» PROMPT: Rewrite only the material between the lines holding "the beard in" and "[(247, 89)]", inclusive, putting "dot" wherever "marker" appears and leaving everything else unchanged.

» MATERIALS PROVIDED:
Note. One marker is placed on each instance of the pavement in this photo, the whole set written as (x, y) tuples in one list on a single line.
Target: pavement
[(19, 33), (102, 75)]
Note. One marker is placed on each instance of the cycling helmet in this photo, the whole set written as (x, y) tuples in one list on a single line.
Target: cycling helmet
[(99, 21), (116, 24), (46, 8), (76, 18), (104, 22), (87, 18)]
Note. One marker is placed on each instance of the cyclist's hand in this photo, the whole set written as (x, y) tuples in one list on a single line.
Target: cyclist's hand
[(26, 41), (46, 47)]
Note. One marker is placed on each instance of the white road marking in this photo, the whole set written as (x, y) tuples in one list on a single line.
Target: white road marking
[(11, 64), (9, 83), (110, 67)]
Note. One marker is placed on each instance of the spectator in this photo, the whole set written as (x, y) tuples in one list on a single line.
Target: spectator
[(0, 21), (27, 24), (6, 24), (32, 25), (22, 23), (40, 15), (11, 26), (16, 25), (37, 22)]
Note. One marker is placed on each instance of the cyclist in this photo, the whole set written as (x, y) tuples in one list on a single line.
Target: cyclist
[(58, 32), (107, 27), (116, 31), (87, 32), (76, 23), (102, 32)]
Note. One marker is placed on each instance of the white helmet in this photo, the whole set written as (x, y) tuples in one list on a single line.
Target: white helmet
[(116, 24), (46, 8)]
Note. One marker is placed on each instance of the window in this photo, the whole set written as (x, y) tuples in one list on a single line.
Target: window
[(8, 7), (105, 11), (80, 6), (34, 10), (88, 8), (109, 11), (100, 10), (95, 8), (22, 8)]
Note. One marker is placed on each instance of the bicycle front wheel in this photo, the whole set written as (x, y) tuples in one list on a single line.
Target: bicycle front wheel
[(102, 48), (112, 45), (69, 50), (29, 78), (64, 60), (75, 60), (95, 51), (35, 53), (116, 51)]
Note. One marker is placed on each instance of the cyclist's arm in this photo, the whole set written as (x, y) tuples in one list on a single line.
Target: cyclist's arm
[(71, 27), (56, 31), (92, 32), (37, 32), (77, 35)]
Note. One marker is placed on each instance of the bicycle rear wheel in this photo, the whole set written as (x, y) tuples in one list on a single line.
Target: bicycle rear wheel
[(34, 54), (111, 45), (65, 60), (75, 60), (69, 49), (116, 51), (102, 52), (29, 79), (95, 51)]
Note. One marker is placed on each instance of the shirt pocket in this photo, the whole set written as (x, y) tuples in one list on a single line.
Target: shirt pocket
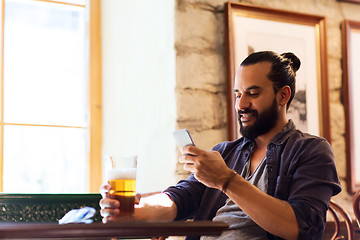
[(282, 186)]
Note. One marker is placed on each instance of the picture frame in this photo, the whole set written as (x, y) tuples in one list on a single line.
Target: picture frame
[(250, 28), (351, 97)]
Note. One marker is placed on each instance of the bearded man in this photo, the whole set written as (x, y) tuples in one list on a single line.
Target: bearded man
[(275, 182)]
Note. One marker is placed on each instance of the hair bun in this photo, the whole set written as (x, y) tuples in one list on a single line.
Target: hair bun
[(294, 60)]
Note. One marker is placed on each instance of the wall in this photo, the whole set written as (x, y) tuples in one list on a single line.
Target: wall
[(138, 87), (140, 65), (201, 76)]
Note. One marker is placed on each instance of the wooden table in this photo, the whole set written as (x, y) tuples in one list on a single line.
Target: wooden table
[(133, 229)]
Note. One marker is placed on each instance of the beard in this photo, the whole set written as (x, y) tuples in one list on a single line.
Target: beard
[(264, 121)]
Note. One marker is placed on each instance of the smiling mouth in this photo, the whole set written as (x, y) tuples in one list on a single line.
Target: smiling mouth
[(247, 117)]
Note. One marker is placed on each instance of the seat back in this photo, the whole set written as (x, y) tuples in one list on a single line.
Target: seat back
[(336, 210), (44, 207)]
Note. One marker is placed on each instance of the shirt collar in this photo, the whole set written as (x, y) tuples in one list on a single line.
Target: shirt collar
[(284, 134)]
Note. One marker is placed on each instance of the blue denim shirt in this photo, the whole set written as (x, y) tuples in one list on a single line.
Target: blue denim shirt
[(301, 170)]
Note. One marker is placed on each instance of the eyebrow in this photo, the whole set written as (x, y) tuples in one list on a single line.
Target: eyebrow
[(247, 89)]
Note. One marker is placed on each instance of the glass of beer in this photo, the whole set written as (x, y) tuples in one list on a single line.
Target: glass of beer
[(122, 179)]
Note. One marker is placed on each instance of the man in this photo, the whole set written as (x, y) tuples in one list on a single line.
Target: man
[(274, 182)]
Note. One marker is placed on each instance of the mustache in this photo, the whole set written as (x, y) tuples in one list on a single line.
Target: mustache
[(246, 110)]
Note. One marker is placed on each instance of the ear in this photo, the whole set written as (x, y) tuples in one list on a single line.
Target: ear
[(284, 95)]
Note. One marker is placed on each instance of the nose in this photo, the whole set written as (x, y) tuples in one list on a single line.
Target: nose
[(241, 103)]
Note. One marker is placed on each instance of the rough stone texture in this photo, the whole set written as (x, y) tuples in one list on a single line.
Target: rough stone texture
[(201, 70)]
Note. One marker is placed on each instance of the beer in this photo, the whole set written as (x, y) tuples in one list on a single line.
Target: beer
[(123, 186)]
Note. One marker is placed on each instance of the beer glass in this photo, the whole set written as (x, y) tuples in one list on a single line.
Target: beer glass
[(122, 179)]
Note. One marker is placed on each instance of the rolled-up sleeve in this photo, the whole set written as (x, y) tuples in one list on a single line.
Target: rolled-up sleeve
[(187, 195), (312, 182)]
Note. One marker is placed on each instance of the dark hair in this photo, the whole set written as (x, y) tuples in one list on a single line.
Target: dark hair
[(283, 69)]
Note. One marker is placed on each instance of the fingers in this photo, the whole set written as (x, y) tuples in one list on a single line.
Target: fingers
[(104, 190), (192, 150)]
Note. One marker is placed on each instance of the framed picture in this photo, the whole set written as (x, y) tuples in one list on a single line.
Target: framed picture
[(250, 29), (351, 87)]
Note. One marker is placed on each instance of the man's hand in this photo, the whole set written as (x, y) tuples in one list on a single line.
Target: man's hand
[(208, 167)]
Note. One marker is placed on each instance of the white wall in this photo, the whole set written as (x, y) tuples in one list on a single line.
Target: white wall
[(138, 87)]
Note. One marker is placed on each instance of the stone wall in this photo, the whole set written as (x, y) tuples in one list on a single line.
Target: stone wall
[(201, 70)]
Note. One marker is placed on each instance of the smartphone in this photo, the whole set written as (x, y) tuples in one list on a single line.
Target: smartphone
[(183, 138)]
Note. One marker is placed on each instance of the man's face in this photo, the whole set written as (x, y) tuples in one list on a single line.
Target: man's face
[(264, 121), (255, 100)]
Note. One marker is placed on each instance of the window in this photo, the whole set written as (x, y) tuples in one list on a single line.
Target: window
[(50, 111)]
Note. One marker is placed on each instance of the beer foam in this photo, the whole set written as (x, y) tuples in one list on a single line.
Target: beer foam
[(122, 173)]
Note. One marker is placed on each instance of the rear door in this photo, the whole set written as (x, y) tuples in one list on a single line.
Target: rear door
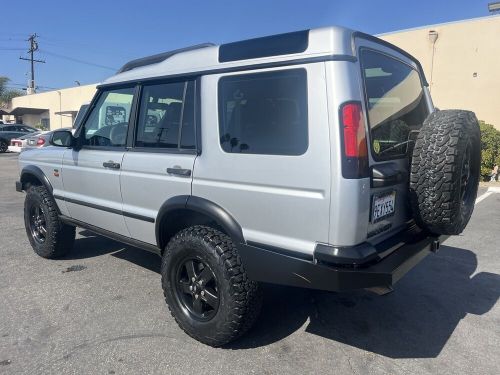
[(159, 162), (396, 105)]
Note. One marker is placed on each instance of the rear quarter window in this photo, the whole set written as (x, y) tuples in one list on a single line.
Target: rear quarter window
[(264, 113), (395, 102)]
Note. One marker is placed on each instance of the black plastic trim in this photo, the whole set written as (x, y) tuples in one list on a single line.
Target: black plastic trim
[(386, 174), (38, 173), (114, 236), (273, 45), (202, 206), (238, 68), (282, 251), (154, 59), (346, 255), (106, 209)]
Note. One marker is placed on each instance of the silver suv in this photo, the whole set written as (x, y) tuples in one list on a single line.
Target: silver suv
[(312, 159)]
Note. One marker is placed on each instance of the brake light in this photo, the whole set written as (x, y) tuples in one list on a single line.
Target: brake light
[(354, 148)]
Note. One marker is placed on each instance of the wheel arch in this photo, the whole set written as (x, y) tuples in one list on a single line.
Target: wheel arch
[(32, 174), (182, 211)]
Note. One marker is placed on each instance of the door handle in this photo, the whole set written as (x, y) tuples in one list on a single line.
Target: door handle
[(179, 171), (111, 164)]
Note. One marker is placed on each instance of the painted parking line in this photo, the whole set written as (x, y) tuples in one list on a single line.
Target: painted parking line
[(491, 190)]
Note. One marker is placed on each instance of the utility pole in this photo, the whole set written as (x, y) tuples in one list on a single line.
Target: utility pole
[(32, 60)]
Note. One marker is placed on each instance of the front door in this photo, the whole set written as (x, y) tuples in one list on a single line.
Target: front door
[(91, 175)]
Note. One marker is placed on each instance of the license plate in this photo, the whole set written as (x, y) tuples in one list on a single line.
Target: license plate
[(383, 206)]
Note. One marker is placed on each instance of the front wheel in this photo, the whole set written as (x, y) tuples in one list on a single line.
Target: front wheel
[(48, 236), (4, 146), (206, 287)]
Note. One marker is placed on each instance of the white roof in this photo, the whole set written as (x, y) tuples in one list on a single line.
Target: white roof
[(322, 41)]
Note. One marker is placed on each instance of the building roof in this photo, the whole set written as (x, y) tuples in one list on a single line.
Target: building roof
[(19, 111), (475, 19)]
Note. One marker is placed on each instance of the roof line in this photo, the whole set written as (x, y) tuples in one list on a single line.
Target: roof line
[(438, 24)]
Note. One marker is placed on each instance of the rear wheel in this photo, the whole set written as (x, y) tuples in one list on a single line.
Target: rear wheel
[(48, 236), (445, 171), (206, 287)]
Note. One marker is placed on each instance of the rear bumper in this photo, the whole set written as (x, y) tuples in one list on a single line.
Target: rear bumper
[(392, 263)]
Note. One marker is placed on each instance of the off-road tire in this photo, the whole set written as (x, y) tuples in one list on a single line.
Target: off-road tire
[(240, 299), (442, 198), (4, 146), (59, 237)]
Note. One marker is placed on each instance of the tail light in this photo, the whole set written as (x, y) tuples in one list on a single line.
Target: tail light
[(354, 146)]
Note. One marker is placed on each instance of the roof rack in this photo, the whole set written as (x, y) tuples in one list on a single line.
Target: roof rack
[(148, 60)]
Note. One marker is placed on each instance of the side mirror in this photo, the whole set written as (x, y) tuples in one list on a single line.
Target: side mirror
[(62, 138)]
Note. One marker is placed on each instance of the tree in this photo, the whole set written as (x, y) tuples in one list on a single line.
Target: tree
[(490, 147), (6, 94)]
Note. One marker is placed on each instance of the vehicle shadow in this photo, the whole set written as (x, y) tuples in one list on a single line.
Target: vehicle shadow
[(415, 321), (89, 245)]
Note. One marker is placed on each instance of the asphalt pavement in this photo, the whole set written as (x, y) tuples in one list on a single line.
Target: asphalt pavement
[(100, 310)]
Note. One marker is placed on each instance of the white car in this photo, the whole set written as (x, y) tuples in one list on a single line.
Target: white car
[(20, 143)]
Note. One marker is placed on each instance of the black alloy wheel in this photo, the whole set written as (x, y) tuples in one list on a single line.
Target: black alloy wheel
[(38, 224), (196, 289)]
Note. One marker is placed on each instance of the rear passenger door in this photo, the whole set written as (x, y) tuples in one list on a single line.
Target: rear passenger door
[(266, 155), (161, 154)]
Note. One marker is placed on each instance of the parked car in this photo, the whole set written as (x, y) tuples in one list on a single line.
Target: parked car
[(19, 144), (9, 131), (313, 159)]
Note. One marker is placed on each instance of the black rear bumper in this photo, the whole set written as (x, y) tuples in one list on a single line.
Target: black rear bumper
[(395, 257)]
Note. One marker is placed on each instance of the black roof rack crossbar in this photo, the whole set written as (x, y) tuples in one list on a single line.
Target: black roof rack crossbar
[(148, 60)]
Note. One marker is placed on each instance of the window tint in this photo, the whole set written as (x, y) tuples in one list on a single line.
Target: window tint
[(395, 101), (107, 124), (264, 113), (166, 111)]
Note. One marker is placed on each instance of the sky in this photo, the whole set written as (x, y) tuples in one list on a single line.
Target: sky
[(88, 41)]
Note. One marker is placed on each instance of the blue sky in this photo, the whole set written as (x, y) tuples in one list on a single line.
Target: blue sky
[(109, 33)]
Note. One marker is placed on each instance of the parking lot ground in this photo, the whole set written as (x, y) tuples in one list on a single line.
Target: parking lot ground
[(100, 310)]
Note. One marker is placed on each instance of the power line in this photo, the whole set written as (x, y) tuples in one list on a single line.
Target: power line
[(11, 49), (77, 60), (32, 60)]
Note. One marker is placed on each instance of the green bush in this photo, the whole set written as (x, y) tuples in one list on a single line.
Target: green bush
[(490, 147)]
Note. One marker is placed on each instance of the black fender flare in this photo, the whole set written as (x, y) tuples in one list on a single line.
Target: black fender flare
[(202, 206), (33, 170)]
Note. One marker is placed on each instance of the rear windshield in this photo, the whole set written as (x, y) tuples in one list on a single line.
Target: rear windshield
[(395, 101)]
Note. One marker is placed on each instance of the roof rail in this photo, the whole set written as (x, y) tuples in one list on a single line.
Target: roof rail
[(148, 60)]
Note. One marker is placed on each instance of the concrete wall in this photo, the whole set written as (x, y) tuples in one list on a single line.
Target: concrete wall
[(55, 101), (463, 68)]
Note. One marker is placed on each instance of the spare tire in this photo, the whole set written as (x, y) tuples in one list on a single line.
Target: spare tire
[(445, 171)]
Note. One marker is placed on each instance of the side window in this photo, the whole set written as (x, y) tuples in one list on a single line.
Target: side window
[(395, 101), (264, 113), (107, 124), (166, 116)]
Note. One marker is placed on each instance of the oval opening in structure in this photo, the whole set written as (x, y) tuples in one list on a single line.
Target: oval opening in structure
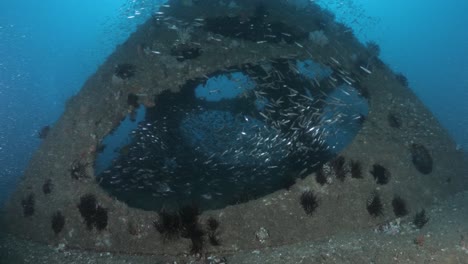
[(241, 134)]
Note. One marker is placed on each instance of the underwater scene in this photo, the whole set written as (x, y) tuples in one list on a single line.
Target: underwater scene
[(233, 131)]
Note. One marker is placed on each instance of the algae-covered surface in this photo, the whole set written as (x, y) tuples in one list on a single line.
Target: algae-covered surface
[(400, 162), (444, 239)]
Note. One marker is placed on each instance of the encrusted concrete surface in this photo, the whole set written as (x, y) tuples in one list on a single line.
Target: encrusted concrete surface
[(444, 239), (102, 104)]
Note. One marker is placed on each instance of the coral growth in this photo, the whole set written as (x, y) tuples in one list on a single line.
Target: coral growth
[(183, 223), (356, 169), (381, 174), (319, 38), (93, 214), (394, 120), (374, 205), (58, 222), (132, 100), (184, 52), (28, 205), (309, 202), (48, 186), (213, 225), (420, 219), (78, 170), (399, 206), (320, 176), (402, 79), (338, 165), (44, 132)]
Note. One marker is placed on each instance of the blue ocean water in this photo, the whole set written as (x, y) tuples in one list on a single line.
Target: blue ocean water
[(49, 48)]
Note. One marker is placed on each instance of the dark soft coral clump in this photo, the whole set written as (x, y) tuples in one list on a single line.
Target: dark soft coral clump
[(381, 174), (93, 214), (58, 222), (28, 205), (309, 202)]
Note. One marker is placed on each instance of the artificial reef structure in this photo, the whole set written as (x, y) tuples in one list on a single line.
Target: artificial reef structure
[(256, 124)]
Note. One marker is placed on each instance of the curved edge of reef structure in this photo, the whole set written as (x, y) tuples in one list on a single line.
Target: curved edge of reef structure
[(59, 201)]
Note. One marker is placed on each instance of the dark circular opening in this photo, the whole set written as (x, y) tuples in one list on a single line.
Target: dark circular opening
[(236, 135)]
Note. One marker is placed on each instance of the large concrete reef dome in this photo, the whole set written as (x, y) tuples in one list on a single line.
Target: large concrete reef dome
[(255, 124)]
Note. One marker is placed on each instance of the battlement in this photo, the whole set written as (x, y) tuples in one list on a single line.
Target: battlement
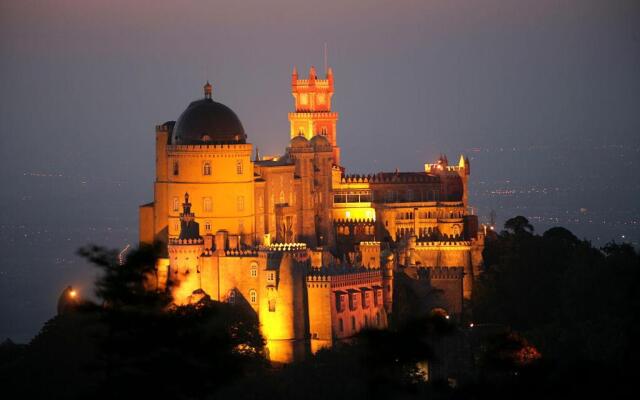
[(390, 177), (445, 272), (283, 247), (176, 241), (431, 244), (342, 221), (314, 114), (310, 82), (238, 252), (429, 168), (212, 146)]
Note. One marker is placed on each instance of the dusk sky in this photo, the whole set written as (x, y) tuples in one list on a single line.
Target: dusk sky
[(542, 95)]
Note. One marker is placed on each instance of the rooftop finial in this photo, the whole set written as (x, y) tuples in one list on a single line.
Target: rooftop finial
[(207, 90)]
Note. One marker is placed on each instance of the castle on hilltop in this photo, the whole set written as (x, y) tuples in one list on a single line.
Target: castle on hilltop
[(312, 250)]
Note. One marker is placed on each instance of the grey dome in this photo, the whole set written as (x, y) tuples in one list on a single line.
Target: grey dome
[(208, 122)]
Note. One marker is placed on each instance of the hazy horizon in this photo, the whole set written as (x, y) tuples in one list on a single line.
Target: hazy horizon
[(541, 95)]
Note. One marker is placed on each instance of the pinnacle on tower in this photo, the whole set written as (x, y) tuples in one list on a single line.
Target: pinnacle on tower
[(189, 228), (207, 90)]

» SOLUTION TO THIS EXERCISE:
Note. One dot is placed on each instance of the beard in this photo, the whole set written as (x, y) tuples in one list on a single line.
Target: beard
[(264, 121)]
Note. One dot is placed on each instance of the smiling mouth in this photo, the whole set written as (x, y) tuples in one list on a single line.
Target: smiling mouth
[(247, 117)]
Note. One dot is placed on each instance of the seat back in this photo, the whole set written as (x, y) tuples in one list on a single line.
Target: seat back
[(336, 210), (44, 207)]
Note. One dot is placed on each instance of the shirt collar in this photo, the whole set written as (x, y) tuples in one list on a single line.
Target: shirt collar
[(284, 134)]
Note. One dot is placed on each instance of the blue denim shirt in this photo, the whole set written as (x, y) tuples in one list on a single line.
Target: blue denim shirt
[(301, 170)]
Note. One dot is placed on each instance of the eyebrow in this photo, the whole set written as (x, y) tuples in one list on a single line.
Target: eyebrow
[(247, 89)]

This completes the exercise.